→ PROBLEM STATEMENT:
Go through the records below line by line, counting those that contain the word "shower"; answer with the count only.

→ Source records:
———
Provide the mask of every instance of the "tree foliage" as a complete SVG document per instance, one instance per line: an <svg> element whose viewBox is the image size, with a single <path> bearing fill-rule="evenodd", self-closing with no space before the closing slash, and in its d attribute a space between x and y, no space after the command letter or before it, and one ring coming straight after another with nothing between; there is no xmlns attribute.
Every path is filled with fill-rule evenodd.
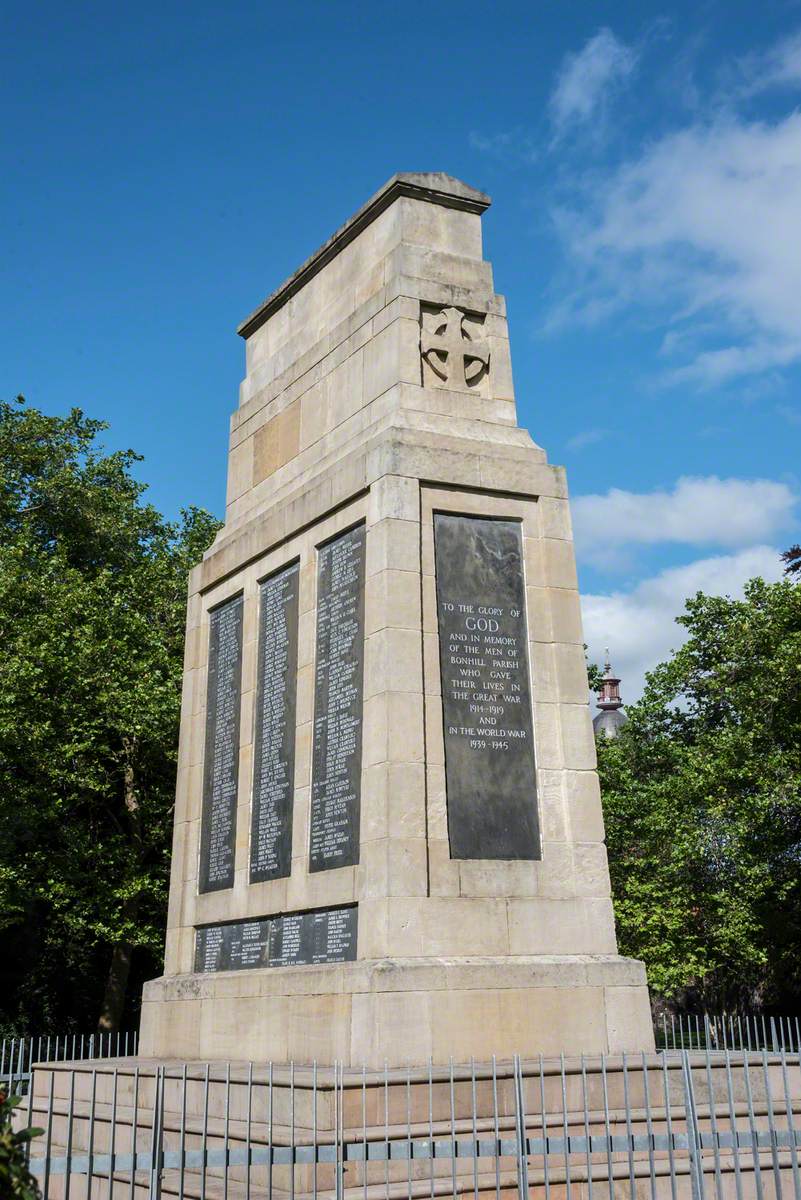
<svg viewBox="0 0 801 1200"><path fill-rule="evenodd" d="M697 595L599 769L621 951L710 1008L801 998L801 585Z"/></svg>
<svg viewBox="0 0 801 1200"><path fill-rule="evenodd" d="M14 1110L21 1105L19 1096L7 1096L0 1090L0 1196L7 1200L40 1200L39 1185L28 1170L25 1151L27 1143L44 1130L14 1128Z"/></svg>
<svg viewBox="0 0 801 1200"><path fill-rule="evenodd" d="M100 421L0 404L0 1019L120 1019L158 969L186 576L218 523L166 521ZM110 972L110 974L109 974Z"/></svg>

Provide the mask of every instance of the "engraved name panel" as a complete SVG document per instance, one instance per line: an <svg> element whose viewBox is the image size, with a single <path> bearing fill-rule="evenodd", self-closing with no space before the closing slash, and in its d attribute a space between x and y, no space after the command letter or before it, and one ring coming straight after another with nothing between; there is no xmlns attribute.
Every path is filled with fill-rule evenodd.
<svg viewBox="0 0 801 1200"><path fill-rule="evenodd" d="M435 514L452 858L540 857L520 525Z"/></svg>
<svg viewBox="0 0 801 1200"><path fill-rule="evenodd" d="M260 588L251 883L281 879L292 869L298 578L293 563Z"/></svg>
<svg viewBox="0 0 801 1200"><path fill-rule="evenodd" d="M201 892L216 892L234 884L242 608L242 597L237 596L214 609L210 615L200 835Z"/></svg>
<svg viewBox="0 0 801 1200"><path fill-rule="evenodd" d="M251 921L203 925L195 934L196 971L244 971L352 962L358 909L287 913Z"/></svg>
<svg viewBox="0 0 801 1200"><path fill-rule="evenodd" d="M359 861L364 550L360 525L318 551L310 871Z"/></svg>

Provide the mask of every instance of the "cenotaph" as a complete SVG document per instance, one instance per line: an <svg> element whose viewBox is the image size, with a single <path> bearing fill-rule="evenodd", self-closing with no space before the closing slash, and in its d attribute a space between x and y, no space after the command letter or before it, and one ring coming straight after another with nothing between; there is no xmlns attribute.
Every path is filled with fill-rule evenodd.
<svg viewBox="0 0 801 1200"><path fill-rule="evenodd" d="M239 328L145 1056L653 1047L617 954L565 475L517 424L489 203L396 175Z"/></svg>

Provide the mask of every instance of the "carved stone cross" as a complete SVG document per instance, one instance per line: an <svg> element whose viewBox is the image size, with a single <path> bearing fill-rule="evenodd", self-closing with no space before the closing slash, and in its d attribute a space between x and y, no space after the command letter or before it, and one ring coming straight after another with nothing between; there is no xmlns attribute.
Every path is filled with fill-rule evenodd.
<svg viewBox="0 0 801 1200"><path fill-rule="evenodd" d="M443 308L429 318L431 331L420 331L420 354L438 379L448 387L466 392L489 370L486 342L471 338L464 326L466 314L459 308ZM444 359L444 361L443 361Z"/></svg>

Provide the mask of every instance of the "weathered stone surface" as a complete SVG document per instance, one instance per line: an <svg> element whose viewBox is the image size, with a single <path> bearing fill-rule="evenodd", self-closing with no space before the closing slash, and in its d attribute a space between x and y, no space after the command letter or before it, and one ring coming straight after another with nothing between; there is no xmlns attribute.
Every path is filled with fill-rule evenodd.
<svg viewBox="0 0 801 1200"><path fill-rule="evenodd" d="M567 486L516 425L487 203L396 177L242 326L144 1053L651 1045L615 953Z"/></svg>

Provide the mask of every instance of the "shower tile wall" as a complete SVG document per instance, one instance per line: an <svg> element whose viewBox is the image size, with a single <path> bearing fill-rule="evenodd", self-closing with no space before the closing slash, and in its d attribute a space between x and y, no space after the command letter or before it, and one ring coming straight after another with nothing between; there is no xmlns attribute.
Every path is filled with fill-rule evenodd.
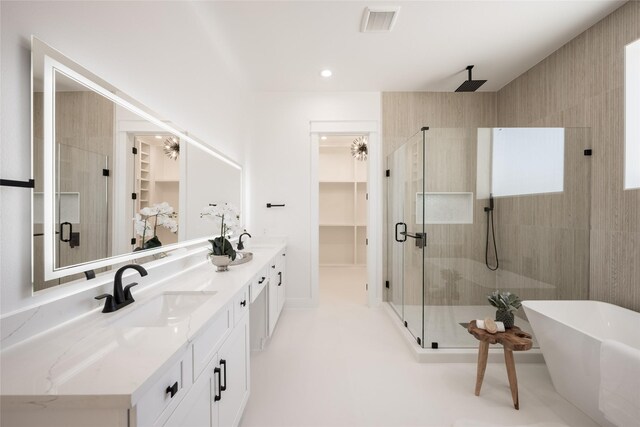
<svg viewBox="0 0 640 427"><path fill-rule="evenodd" d="M493 92L383 92L382 136L385 157L423 126L493 127L497 124Z"/></svg>
<svg viewBox="0 0 640 427"><path fill-rule="evenodd" d="M590 145L589 129L565 130L562 193L496 199L498 289L523 299L589 298Z"/></svg>
<svg viewBox="0 0 640 427"><path fill-rule="evenodd" d="M497 113L499 126L591 128L589 298L636 311L640 190L623 190L623 171L624 46L638 38L630 1L501 89Z"/></svg>
<svg viewBox="0 0 640 427"><path fill-rule="evenodd" d="M427 192L474 194L472 224L428 224L425 304L484 305L495 274L472 260L484 260L486 201L476 194L476 128L430 129L427 133ZM481 214L480 214L481 213ZM483 261L484 262L484 261Z"/></svg>

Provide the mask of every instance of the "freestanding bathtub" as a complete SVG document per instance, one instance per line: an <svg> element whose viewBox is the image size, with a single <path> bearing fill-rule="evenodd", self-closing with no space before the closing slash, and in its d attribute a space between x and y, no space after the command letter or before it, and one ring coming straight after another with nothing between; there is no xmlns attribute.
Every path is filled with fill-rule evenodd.
<svg viewBox="0 0 640 427"><path fill-rule="evenodd" d="M640 349L640 313L600 301L522 303L556 391L602 426L598 409L600 344L610 339Z"/></svg>

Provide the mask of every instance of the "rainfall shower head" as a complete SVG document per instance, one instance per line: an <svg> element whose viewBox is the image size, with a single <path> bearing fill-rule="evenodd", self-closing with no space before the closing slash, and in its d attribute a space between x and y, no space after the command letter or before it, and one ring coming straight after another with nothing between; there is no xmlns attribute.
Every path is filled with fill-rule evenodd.
<svg viewBox="0 0 640 427"><path fill-rule="evenodd" d="M464 83L456 89L456 92L475 92L478 90L480 86L485 84L486 80L473 80L471 78L471 70L473 69L473 65L468 65L467 70L469 71L469 80L466 80Z"/></svg>

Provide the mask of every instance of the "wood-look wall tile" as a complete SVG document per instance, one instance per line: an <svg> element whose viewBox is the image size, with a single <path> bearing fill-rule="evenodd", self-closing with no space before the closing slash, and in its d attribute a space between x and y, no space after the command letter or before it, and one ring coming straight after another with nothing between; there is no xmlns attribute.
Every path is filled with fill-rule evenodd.
<svg viewBox="0 0 640 427"><path fill-rule="evenodd" d="M636 238L640 227L640 190L622 189L624 46L638 38L640 2L632 1L501 89L497 109L500 126L542 123L590 128L590 138L584 138L591 141L594 152L589 159L590 167L570 175L568 199L563 200L561 207L570 216L565 225L573 229L575 242L572 262L575 280L568 294L580 295L581 282L587 281L592 299L640 311L637 296L640 256ZM573 165L570 167L579 166L578 158L568 160ZM580 179L590 182L589 191L579 186ZM590 208L585 209L589 200ZM580 208L573 209L572 214L573 206ZM552 211L553 222L557 224L561 221L557 216L560 210L554 205ZM537 217L537 223L540 222ZM586 224L590 227L589 237L584 229ZM587 239L588 262L584 249ZM589 274L584 277L587 268ZM564 288L562 294L565 295Z"/></svg>

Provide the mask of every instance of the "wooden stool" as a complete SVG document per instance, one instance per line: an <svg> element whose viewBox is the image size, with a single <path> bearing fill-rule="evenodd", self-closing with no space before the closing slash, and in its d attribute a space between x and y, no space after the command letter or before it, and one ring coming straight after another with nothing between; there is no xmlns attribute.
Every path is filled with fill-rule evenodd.
<svg viewBox="0 0 640 427"><path fill-rule="evenodd" d="M504 363L507 365L507 376L511 387L511 397L513 407L520 409L518 401L518 378L516 377L516 365L513 361L514 351L527 351L531 349L533 341L531 335L523 332L517 326L507 329L505 332L490 334L484 329L476 326L476 321L472 320L467 326L467 331L480 341L478 348L478 375L476 377L476 396L480 396L480 388L484 379L484 371L487 369L487 358L489 356L489 344L502 344L504 348Z"/></svg>

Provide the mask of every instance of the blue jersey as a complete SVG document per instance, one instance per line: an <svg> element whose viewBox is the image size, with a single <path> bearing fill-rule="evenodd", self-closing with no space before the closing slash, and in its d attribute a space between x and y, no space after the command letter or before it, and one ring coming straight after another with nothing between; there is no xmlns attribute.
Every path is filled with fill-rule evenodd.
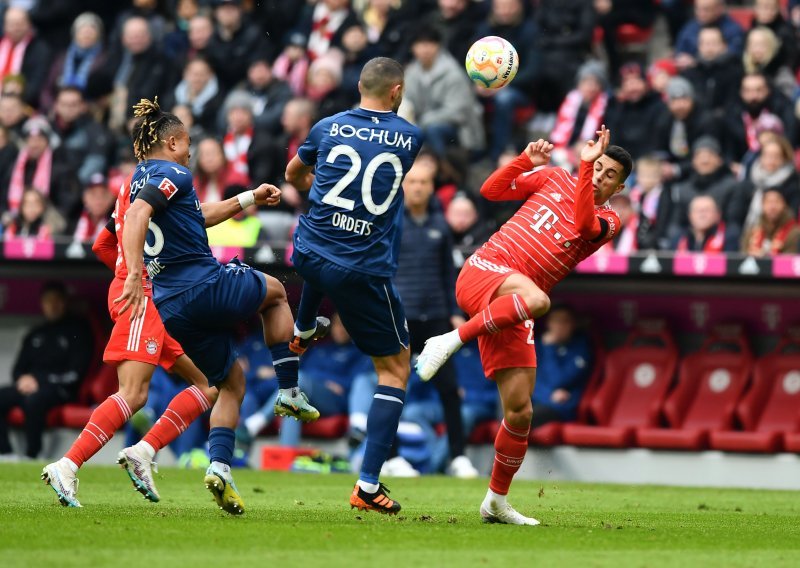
———
→ YOUR SOLUTION:
2